** Exercise aim **
Please return every line of the records that contains the word "person".

-- Records to use follows --

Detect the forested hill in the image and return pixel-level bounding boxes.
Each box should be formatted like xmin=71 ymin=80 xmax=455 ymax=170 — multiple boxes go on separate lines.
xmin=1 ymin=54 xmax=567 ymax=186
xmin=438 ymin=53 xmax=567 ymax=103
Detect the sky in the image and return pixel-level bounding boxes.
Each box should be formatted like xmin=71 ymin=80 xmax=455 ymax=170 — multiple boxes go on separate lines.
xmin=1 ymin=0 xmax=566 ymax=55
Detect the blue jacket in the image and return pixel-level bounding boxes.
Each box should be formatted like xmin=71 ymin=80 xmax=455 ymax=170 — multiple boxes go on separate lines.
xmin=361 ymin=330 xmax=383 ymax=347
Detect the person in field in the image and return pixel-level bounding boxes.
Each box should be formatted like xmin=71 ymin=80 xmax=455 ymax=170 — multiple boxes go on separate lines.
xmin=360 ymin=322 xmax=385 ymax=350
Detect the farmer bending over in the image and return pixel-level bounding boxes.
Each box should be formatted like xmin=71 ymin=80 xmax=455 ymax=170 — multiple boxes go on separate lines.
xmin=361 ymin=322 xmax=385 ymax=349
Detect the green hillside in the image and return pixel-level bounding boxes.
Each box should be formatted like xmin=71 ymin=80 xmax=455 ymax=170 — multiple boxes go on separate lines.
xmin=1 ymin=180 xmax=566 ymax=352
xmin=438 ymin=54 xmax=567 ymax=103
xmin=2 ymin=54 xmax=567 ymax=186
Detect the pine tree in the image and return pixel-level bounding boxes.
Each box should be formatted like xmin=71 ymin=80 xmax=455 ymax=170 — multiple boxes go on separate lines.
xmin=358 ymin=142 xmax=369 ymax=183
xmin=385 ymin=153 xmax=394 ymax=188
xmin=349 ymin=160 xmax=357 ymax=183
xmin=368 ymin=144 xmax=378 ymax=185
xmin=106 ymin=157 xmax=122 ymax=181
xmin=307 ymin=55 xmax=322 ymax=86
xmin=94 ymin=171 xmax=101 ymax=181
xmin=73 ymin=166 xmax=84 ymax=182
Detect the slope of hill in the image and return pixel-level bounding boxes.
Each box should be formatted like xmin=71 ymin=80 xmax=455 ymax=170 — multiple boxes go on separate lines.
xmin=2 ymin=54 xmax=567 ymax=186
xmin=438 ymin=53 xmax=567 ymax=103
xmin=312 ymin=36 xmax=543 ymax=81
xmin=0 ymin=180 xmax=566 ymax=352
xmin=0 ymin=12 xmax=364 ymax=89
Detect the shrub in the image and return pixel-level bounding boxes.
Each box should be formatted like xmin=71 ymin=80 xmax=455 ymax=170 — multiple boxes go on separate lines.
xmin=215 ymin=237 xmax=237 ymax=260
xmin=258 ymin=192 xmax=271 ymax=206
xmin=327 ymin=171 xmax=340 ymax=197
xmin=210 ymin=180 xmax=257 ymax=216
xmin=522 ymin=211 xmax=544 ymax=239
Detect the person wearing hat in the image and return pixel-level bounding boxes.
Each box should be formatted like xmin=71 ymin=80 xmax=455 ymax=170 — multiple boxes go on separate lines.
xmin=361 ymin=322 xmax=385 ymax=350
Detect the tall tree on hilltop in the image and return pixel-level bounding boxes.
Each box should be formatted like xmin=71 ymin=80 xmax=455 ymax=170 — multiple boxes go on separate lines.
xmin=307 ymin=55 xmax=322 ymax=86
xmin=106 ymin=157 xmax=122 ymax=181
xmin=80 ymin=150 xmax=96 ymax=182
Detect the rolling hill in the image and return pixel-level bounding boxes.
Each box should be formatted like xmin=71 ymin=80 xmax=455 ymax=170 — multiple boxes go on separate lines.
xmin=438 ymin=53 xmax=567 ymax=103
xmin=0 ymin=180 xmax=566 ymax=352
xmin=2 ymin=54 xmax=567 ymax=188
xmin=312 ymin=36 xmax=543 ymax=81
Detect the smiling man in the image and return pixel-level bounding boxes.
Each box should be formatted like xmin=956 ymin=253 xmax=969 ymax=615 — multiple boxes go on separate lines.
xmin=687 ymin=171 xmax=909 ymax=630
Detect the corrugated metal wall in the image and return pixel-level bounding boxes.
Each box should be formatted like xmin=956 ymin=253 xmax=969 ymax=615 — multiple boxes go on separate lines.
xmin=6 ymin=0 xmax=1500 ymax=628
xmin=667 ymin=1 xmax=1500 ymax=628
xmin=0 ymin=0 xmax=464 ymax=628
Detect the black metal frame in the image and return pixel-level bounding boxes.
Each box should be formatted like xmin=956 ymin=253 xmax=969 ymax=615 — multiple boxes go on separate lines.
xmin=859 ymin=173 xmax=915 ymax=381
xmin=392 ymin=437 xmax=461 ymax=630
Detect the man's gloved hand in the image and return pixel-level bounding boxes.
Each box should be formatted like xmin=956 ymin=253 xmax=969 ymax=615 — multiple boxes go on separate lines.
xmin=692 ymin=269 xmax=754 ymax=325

-- Records to use concluded --

** Written reply **
Detect the person in field in the image and return pixel-level bounding boxes.
Detect the person wearing hat in the image and return pixel-level bounding boxes.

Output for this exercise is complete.